[PROVIDED ENTRIES — start]

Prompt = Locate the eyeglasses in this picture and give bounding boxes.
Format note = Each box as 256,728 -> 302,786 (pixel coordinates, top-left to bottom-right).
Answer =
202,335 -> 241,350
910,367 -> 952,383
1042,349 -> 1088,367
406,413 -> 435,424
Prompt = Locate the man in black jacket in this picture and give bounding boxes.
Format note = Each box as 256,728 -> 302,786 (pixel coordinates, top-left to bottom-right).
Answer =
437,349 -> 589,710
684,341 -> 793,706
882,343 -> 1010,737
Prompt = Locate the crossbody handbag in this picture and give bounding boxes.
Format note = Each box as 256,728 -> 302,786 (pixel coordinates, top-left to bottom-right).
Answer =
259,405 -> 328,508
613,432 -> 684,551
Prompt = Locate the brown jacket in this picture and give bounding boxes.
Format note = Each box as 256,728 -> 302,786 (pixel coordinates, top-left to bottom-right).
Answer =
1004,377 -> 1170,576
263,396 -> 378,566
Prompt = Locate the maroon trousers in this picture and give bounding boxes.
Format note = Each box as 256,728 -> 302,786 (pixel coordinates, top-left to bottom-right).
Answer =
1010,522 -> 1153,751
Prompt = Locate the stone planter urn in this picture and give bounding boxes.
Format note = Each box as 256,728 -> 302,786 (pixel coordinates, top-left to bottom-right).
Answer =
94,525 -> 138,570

[PROVIDED ENTRIES — finish]

> [TASK OBJECTIVE]: Every line of the listing above should be copied word for word.

> [PROBLEM SOLUTION]:
Prompt = Locate the eyeglasses in this picture and give bounding boxes.
Format note = Each box as 256,728 -> 302,786 (pixel coordinates, top-left to bottom-right).
Answer =
202,335 -> 241,350
910,367 -> 952,383
1042,349 -> 1088,367
406,413 -> 435,424
Prompt = Locate the man in black jacket in this picture and give bounding boxes.
Format note = Each box as 256,728 -> 302,786 (pixel coordinates, top-left to bottom-right).
Answer =
437,349 -> 589,710
684,341 -> 793,706
882,343 -> 1010,737
Prompt = Locate the crossbody handbag in this picture and give bounding boxes.
Format note = Each box as 256,728 -> 302,786 (pixel coordinates, top-left to bottom-right).
Answer =
259,405 -> 328,508
613,432 -> 684,551
Prompt = Locate the brown jacket in this picture and give bounding boxes.
Format note = Each box as 256,728 -> 302,786 (pixel coordinates, top-left to bottom-right).
Answer =
1004,377 -> 1170,576
263,396 -> 378,566
Prompt = Locate the maroon trousers in this picture and give bounding boxes.
Format note = Each box as 256,728 -> 302,786 (pixel coordinates, top-left to bottom-right).
Answer =
1010,522 -> 1153,751
Prompt = Locate the stone planter urn in this picture and give bounding boxes.
Format note = Each box as 256,728 -> 302,786 (pixel coordinates, top-left to bottom-right).
Answer =
94,525 -> 138,570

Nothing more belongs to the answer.